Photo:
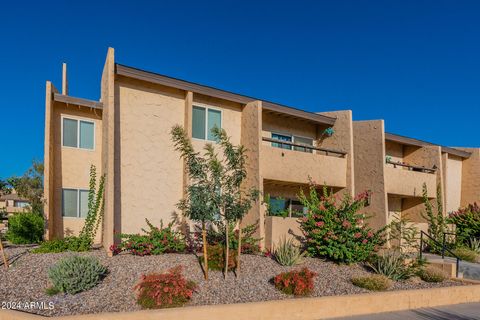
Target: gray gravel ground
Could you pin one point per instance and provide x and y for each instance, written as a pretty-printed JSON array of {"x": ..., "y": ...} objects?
[{"x": 27, "y": 279}]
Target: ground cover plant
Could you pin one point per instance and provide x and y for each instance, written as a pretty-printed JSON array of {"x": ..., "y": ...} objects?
[
  {"x": 338, "y": 231},
  {"x": 296, "y": 282},
  {"x": 166, "y": 290},
  {"x": 25, "y": 228},
  {"x": 76, "y": 274},
  {"x": 376, "y": 282}
]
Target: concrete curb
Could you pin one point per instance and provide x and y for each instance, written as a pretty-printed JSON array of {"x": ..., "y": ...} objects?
[{"x": 292, "y": 309}]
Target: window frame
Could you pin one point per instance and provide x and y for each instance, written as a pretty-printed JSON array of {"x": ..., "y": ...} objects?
[
  {"x": 79, "y": 119},
  {"x": 78, "y": 190},
  {"x": 206, "y": 107}
]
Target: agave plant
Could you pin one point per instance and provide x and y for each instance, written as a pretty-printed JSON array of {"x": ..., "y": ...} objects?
[{"x": 287, "y": 253}]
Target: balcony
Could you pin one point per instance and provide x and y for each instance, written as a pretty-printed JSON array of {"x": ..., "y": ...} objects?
[
  {"x": 323, "y": 166},
  {"x": 407, "y": 180}
]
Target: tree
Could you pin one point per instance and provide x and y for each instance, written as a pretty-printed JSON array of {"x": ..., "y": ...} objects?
[
  {"x": 30, "y": 186},
  {"x": 214, "y": 192}
]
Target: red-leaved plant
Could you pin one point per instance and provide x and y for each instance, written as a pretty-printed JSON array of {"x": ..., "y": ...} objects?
[
  {"x": 297, "y": 282},
  {"x": 165, "y": 290}
]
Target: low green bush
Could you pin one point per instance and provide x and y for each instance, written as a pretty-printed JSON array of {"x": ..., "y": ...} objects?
[
  {"x": 75, "y": 244},
  {"x": 432, "y": 274},
  {"x": 25, "y": 228},
  {"x": 287, "y": 253},
  {"x": 376, "y": 282},
  {"x": 466, "y": 254},
  {"x": 76, "y": 274},
  {"x": 393, "y": 265}
]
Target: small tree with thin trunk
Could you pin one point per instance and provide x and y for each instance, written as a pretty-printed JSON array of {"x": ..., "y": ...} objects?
[{"x": 215, "y": 188}]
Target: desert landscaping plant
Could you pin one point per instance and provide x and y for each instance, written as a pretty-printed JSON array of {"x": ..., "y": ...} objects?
[
  {"x": 155, "y": 240},
  {"x": 215, "y": 192},
  {"x": 75, "y": 274},
  {"x": 165, "y": 290},
  {"x": 287, "y": 253},
  {"x": 376, "y": 282},
  {"x": 25, "y": 228},
  {"x": 432, "y": 274},
  {"x": 338, "y": 231},
  {"x": 297, "y": 282}
]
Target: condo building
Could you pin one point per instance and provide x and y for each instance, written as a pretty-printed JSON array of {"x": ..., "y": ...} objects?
[{"x": 126, "y": 135}]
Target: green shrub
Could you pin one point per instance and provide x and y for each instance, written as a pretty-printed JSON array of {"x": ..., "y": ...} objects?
[
  {"x": 376, "y": 282},
  {"x": 25, "y": 228},
  {"x": 156, "y": 240},
  {"x": 75, "y": 244},
  {"x": 287, "y": 253},
  {"x": 338, "y": 231},
  {"x": 393, "y": 265},
  {"x": 466, "y": 254},
  {"x": 297, "y": 282},
  {"x": 216, "y": 258},
  {"x": 432, "y": 274},
  {"x": 467, "y": 223},
  {"x": 76, "y": 274},
  {"x": 165, "y": 290}
]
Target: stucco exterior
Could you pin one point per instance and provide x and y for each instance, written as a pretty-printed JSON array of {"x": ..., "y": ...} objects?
[{"x": 145, "y": 177}]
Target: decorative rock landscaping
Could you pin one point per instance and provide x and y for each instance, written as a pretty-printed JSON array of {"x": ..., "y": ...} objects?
[{"x": 27, "y": 279}]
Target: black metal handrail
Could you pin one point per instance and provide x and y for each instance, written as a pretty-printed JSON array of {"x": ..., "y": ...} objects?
[
  {"x": 306, "y": 146},
  {"x": 444, "y": 248},
  {"x": 411, "y": 167}
]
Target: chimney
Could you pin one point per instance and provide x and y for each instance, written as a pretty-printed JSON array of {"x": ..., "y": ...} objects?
[{"x": 64, "y": 80}]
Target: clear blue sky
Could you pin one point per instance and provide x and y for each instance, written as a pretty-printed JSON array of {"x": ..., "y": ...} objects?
[{"x": 415, "y": 64}]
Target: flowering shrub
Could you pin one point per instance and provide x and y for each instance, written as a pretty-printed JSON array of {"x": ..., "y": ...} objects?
[
  {"x": 338, "y": 231},
  {"x": 467, "y": 223},
  {"x": 165, "y": 290},
  {"x": 155, "y": 241},
  {"x": 297, "y": 282}
]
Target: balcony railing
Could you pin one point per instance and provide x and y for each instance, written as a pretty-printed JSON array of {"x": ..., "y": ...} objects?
[
  {"x": 411, "y": 167},
  {"x": 328, "y": 152}
]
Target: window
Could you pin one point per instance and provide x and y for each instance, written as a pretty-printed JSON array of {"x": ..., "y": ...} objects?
[
  {"x": 74, "y": 203},
  {"x": 203, "y": 121},
  {"x": 305, "y": 141},
  {"x": 281, "y": 137},
  {"x": 78, "y": 133}
]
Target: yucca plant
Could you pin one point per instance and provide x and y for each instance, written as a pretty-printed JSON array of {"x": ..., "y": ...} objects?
[{"x": 287, "y": 253}]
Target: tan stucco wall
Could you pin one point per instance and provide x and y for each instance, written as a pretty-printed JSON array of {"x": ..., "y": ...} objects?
[
  {"x": 369, "y": 155},
  {"x": 71, "y": 166},
  {"x": 471, "y": 178},
  {"x": 453, "y": 183},
  {"x": 342, "y": 140},
  {"x": 151, "y": 171}
]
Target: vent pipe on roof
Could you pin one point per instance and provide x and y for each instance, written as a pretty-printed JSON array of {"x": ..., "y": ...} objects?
[{"x": 64, "y": 79}]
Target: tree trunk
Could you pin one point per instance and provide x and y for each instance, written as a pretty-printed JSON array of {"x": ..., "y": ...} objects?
[
  {"x": 205, "y": 254},
  {"x": 226, "y": 248},
  {"x": 239, "y": 246},
  {"x": 5, "y": 261}
]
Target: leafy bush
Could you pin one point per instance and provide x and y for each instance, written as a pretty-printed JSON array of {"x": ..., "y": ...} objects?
[
  {"x": 432, "y": 274},
  {"x": 297, "y": 282},
  {"x": 165, "y": 290},
  {"x": 287, "y": 253},
  {"x": 156, "y": 240},
  {"x": 467, "y": 222},
  {"x": 25, "y": 228},
  {"x": 466, "y": 254},
  {"x": 75, "y": 244},
  {"x": 376, "y": 282},
  {"x": 338, "y": 231},
  {"x": 76, "y": 274},
  {"x": 216, "y": 258},
  {"x": 393, "y": 265}
]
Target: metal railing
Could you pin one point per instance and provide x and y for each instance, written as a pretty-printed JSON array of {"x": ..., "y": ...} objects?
[
  {"x": 444, "y": 249},
  {"x": 306, "y": 147},
  {"x": 411, "y": 167}
]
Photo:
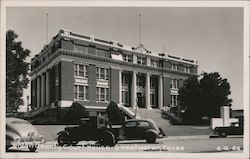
^^^^^^^^^^^^^^^^
--- Instruction ---
Can you gather every line in the items above that contains the word "landscaping" and copy each one out in full?

--- Correct response ---
Target: desert landscaping plant
Target: decorative rock landscaping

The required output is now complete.